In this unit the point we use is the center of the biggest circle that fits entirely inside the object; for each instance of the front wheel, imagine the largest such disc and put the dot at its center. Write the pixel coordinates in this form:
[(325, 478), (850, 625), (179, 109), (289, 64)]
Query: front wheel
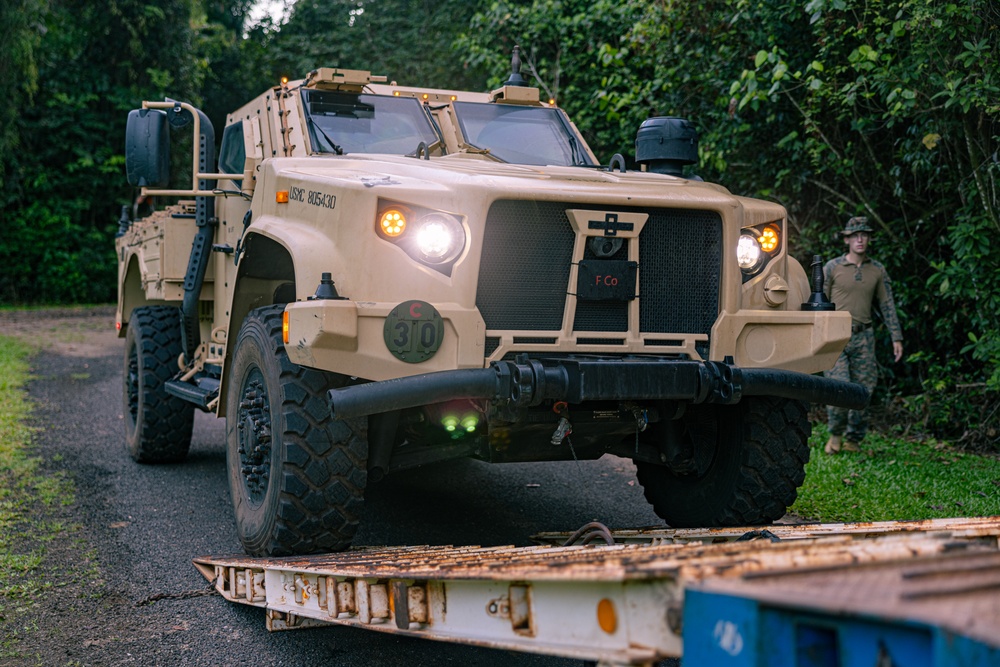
[(296, 476), (157, 425), (748, 461)]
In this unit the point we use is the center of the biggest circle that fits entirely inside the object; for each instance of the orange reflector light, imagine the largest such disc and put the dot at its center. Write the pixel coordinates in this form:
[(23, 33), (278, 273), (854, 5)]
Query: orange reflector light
[(768, 239), (392, 223), (606, 616)]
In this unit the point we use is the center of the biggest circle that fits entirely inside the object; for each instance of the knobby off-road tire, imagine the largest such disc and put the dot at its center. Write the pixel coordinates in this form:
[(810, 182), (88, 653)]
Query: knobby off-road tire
[(758, 448), (296, 476), (157, 425)]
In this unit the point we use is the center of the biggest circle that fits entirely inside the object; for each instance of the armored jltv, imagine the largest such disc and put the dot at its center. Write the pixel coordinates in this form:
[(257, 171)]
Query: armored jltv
[(377, 277)]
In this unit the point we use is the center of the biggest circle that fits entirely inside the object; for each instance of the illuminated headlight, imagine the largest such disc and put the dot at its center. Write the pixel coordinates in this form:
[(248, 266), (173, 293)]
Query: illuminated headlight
[(433, 238), (749, 254), (438, 238)]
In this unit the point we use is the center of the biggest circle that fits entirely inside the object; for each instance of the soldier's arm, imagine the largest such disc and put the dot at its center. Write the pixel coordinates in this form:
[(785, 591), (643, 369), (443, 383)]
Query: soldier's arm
[(887, 306)]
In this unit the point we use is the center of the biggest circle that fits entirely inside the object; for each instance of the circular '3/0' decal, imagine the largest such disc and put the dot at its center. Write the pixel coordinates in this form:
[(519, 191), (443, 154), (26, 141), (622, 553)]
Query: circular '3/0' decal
[(413, 331)]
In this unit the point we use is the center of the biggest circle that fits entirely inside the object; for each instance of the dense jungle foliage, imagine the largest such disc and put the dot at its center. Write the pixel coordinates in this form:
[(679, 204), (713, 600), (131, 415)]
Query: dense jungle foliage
[(833, 108)]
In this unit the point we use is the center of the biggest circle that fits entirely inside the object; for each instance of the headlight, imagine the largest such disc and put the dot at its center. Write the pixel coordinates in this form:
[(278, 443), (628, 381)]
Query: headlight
[(757, 246), (433, 238), (438, 237), (749, 254)]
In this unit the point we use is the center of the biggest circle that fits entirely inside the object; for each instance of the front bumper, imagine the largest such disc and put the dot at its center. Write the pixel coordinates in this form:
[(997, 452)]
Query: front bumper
[(530, 381)]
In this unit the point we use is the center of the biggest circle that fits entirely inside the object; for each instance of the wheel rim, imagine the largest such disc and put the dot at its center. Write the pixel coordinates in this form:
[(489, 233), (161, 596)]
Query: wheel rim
[(254, 433), (132, 385)]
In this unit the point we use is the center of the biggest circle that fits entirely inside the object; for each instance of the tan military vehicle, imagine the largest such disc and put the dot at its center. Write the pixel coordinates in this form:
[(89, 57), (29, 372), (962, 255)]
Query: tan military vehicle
[(375, 277)]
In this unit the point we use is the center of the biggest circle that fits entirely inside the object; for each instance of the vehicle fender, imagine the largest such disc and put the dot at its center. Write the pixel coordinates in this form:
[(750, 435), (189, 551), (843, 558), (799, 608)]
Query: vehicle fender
[(275, 253)]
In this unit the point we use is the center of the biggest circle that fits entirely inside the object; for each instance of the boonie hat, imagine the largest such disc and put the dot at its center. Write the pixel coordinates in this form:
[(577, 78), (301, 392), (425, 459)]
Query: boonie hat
-------
## Task goal:
Go through all of the material above and replace "largest such disc" with "widest inscribed disc" wherever it occurs, leaving everything else unchanged. Leave the pictures out of your copy.

## Answer to this exercise:
In this unit the point we use is the center of the biggest circle that fits entirely inside the object; for each instance of the front wheel, imagine the widest inscribed disc and put the dot at its center. Write the pixel coordinates in this form:
[(325, 478), (850, 625), (179, 109), (289, 64)]
Query: front wheel
[(296, 476), (157, 425), (748, 461)]
In this unit the point we use is the center of the biggest circle that fits entirely inside the object; for each instance of the orange reflector light, imagine the widest inscribed disc and put the dot at its center. Write the pixel coordinates in this form:
[(23, 33), (278, 273), (854, 5)]
Query: orange reflector light
[(768, 239), (392, 223), (606, 616)]
In this unit the point we use is the center of the biggest circle that fits entirely inside the object; for each instance of the knobby off-road tire, imagine the widest inscribed disc and put the dot at its center. Write the pixel coordinates in this form:
[(810, 182), (88, 653)]
Query: knobby off-road tire
[(758, 448), (296, 476), (157, 425)]
In this unit the point we use is the center of the biggest circle that fits entirely inside the object; for each instance of the armored jltv, imagine the widest inscribed disc and put the dot at its center. Write the pixel coordinates in this form:
[(257, 171)]
Query: armored jltv
[(377, 277)]
In this unit the point we use is the center of the biggest circle that fits entirely inside the object; for each instance of the illuminated headlight, imagine the widest inscribed disc and put the dot at its center. Write the pixel coordinates in this form:
[(248, 266), (173, 293)]
Query: illuminated headlight
[(433, 238), (749, 254), (438, 238)]
In this unit the point we use is the center of the biggest circle that fits entirely inside the object; for each instance of the soldier's arm, imagine the widest inscribed disc and put the dot at its center. Write the pixel coordinates in this form:
[(785, 591), (643, 369), (443, 383)]
Query: soldier's arm
[(887, 306)]
In this unit the point we use is the center of the biggest circle that fits entirely inside the object; for each instance of the circular '3/0' decal, imagine the widest inscribed disc and put the dot at its center. Write the pixel coordinates in this form:
[(519, 191), (443, 154), (26, 141), (622, 553)]
Query: circular '3/0' decal
[(413, 331)]
In this unit the point we use is the center of the biggest circle that fits entirely inside the object; for each instance of the dense jungle foliage, imagine the widest inscribed disc and put the dot at its center. Write the pixel coordinates in this form:
[(679, 204), (713, 600), (131, 415)]
Query: dense jungle foliage
[(833, 108)]
In this unit the point we use is the center of the biggest circle that fits entirely inside the object; for each instance of the headlight, imagine the widest inscribed disc and put the dot at its center. Write the pixel coordinates in this form:
[(278, 443), (628, 381)]
Query: headlight
[(757, 246), (433, 238), (438, 237), (749, 254)]
In this unit the point we use is the center of the biggest circle that fits entirely inside the object; for each instance of the front bumper, imagine the widest inscribed disc and put the dot at its center. Write the pixel coordinates in this form:
[(997, 452)]
Query: front bumper
[(530, 381)]
In this unit the point we use is the center of the biggest circle that fits entirely inside the object; for each instance of the wheel rim, imagine the widest inscribed disc and put the dot at its center. Write the pixel coordinates in this form:
[(489, 233), (161, 596)]
Query: wheel rim
[(254, 433), (132, 385)]
In this unit the point we use is the center of the biggest circle that fits entirely inside the object; for each instance of the tan military vehicle, imagine the widest inscribed disc and put the dot at its center. Write the pixel coordinates in this form:
[(89, 57), (29, 372), (962, 255)]
Query: tan military vehicle
[(375, 277)]
In this unit the point we use is the center of the biggest circle that fits entirely inside the object; for each instance of the vehicle fender, imagine the widest inscribed disc and put the dot at its center. Write the pixel coordinates in this form:
[(750, 435), (189, 551), (843, 558), (799, 608)]
Query: vehicle fender
[(275, 253)]
In this unit the point we use is the center of the biggest circle that fits entirely inside the object; for each instance of the boonie hat, imagine the widest inscribed disc and put the dot at its center. Write the pixel coordinates in this form:
[(577, 78), (301, 392), (425, 459)]
Query: boonie hat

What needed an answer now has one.